» Work to complete
For each entry, output its words exactly and leave any picture behind.

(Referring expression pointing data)
▬▬▬
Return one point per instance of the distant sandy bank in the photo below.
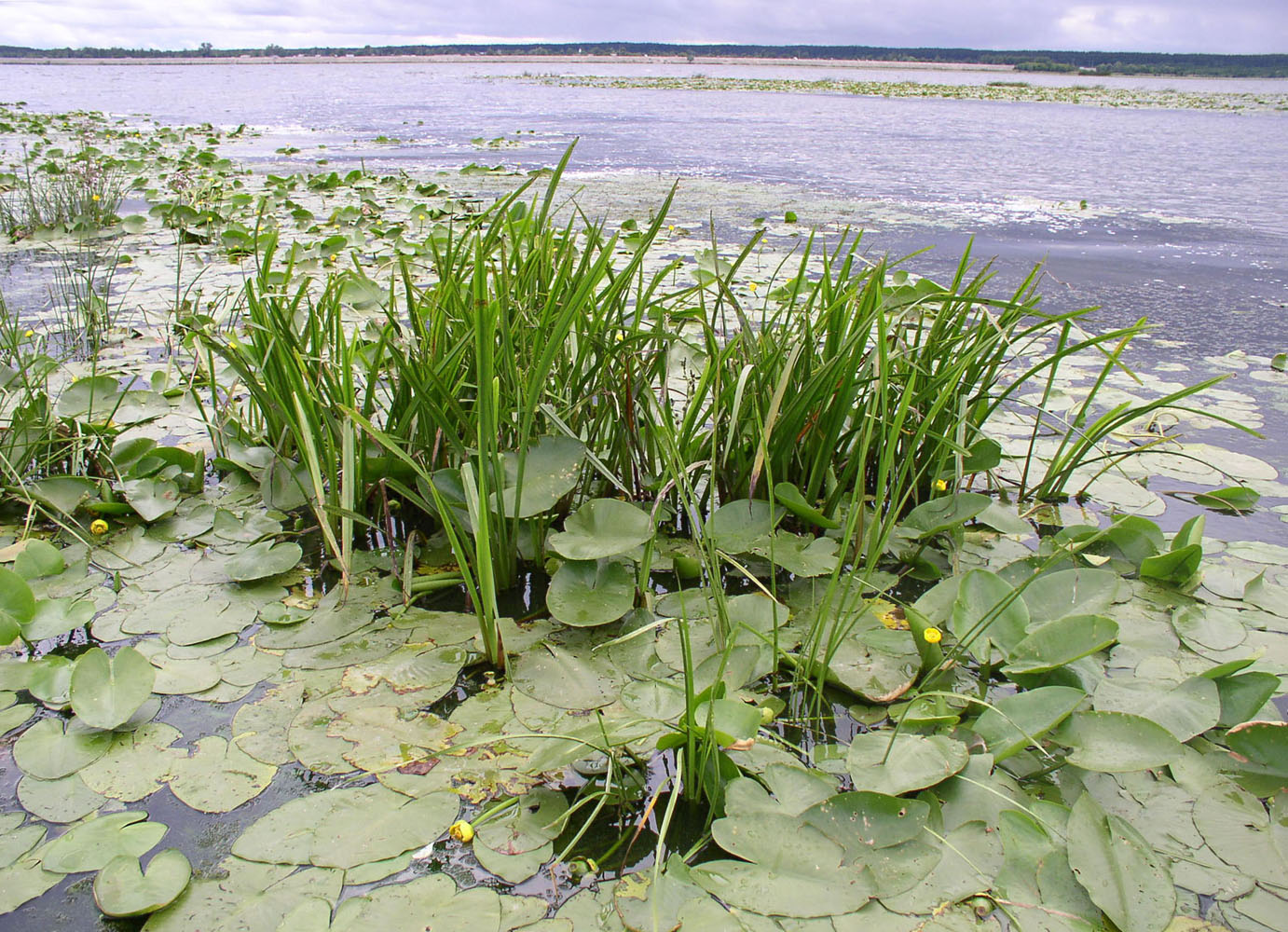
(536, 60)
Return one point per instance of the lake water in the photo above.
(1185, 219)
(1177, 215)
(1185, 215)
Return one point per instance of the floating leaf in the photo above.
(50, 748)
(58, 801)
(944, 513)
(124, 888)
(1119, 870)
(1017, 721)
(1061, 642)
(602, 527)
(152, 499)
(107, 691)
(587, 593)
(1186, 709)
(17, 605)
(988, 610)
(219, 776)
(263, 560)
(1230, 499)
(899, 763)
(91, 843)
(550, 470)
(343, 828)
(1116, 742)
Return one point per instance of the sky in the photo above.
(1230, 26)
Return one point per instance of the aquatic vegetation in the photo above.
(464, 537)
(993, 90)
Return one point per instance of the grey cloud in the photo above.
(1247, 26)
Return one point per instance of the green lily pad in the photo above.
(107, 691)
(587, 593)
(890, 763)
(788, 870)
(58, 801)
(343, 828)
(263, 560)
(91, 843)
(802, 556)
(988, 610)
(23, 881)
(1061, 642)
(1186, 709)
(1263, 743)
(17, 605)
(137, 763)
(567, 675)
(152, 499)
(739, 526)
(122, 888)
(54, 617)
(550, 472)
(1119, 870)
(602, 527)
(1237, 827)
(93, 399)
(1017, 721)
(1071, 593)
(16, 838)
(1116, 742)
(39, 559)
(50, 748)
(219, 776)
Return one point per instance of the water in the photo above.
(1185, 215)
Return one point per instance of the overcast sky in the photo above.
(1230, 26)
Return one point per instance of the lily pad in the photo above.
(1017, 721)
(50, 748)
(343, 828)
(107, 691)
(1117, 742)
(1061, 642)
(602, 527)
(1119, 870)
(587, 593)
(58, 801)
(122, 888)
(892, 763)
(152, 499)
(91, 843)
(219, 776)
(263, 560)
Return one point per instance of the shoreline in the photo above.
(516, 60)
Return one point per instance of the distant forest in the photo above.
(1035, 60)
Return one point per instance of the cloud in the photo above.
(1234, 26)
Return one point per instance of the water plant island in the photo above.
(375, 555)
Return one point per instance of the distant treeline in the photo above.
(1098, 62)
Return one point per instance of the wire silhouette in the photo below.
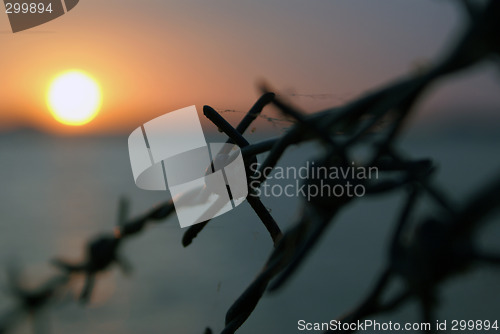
▬▬▬
» Reply
Return one point per instance of the distant sandy bank in the photo below.
(536, 60)
Return one point per instance of the lake water in the photo above.
(1185, 219)
(1177, 215)
(1185, 215)
Return one point per instance of the floating leaf in the photo above.
(50, 748)
(58, 801)
(944, 513)
(124, 888)
(1119, 870)
(1017, 721)
(1061, 642)
(602, 527)
(152, 499)
(107, 691)
(587, 593)
(1186, 709)
(17, 605)
(988, 610)
(219, 776)
(263, 560)
(1230, 499)
(899, 763)
(91, 843)
(550, 470)
(343, 828)
(1116, 742)
Return one point per instance of the sky in the photo above.
(1230, 26)
Return one point per instance of the aquatic vegetation in the photo above.
(464, 537)
(993, 90)
Return one point per instance of the grey cloud in the photo above.
(1247, 26)
Return one point per instance of the green lily pad in the photo above.
(107, 691)
(587, 593)
(890, 763)
(788, 870)
(58, 801)
(343, 828)
(263, 560)
(91, 843)
(802, 556)
(988, 610)
(23, 881)
(1061, 642)
(1186, 709)
(1263, 743)
(17, 605)
(137, 763)
(567, 675)
(152, 499)
(739, 526)
(122, 888)
(54, 617)
(550, 472)
(1119, 870)
(602, 527)
(1237, 827)
(93, 399)
(1017, 721)
(1071, 593)
(16, 838)
(1116, 742)
(39, 559)
(50, 748)
(219, 776)
Return one point per instance of the water in the photo above.
(1185, 215)
Return one point per instance of the overcast sky in the photo above.
(1230, 26)
Return one point per instance of the lily pad in the photo above.
(1017, 721)
(50, 748)
(343, 828)
(107, 691)
(1117, 742)
(1061, 642)
(602, 527)
(1119, 870)
(587, 593)
(58, 801)
(122, 888)
(892, 763)
(152, 499)
(91, 843)
(219, 776)
(263, 560)
Return one point per instance of the shoreline in the photo above.
(516, 60)
Return one point per instance of the distant forest in the photo above.
(1035, 60)
Return one point per instance of the cloud in the photo above.
(1234, 26)
Return one point per instance of the water plant island in the photo above.
(375, 555)
Return one point per instance of the distant treeline in the photo above.
(1098, 62)
Return one point per instance of the wire silhouette in the photo below.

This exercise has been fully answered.